(The input begins)

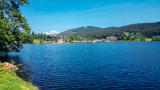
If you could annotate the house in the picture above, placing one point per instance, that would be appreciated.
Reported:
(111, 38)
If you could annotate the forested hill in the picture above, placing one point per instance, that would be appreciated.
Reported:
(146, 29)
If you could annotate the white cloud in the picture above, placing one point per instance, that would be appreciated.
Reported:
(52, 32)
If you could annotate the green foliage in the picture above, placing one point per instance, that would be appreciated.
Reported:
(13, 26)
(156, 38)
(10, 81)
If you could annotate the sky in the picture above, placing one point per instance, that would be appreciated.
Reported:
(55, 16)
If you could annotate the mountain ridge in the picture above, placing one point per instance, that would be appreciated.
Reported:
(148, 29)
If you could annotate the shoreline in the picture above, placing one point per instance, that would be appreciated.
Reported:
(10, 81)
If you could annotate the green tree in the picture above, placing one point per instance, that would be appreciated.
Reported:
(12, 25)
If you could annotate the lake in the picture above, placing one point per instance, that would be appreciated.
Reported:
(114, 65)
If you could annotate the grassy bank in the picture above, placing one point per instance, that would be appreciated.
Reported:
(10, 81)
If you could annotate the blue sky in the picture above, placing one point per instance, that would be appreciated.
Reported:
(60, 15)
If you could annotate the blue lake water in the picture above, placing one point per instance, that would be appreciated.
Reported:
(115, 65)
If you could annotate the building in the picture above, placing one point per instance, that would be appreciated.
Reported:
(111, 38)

(The input ends)
(The input begins)

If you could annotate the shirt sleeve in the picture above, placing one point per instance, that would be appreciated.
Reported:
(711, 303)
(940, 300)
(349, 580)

(The input ends)

What is required: Beginning with the line above that contains "If you could annotate the house", copy each line exactly up to and including the line that contains "If you could annotate the shoreline", and go no further.

Task result:
If you could annotate the house in the picture above, placing one point per instance, that would be appreciated.
Reported:
(111, 38)
If you could annotate the forested hill in the picture above, placing one point per instance, that would be appreciated.
Reported:
(146, 29)
If you could annotate the white cloud in the picture above, placing one point per instance, that would be appreciated.
Reported:
(52, 32)
If you could annotate the green foliage in the picture above, placing one point per instance, that would be appreciated.
Reported:
(13, 26)
(156, 38)
(10, 81)
If you could annotate the sky in the picture above, placing one point per instance, that would be appreciated.
Reported:
(55, 16)
If you could annotate the mountain ridge in the picture above, placing one point per instance, that would be appreciated.
Reported:
(148, 29)
If you could annotate the shoreline in the picture above, placing one point per instance, that would be appreciated.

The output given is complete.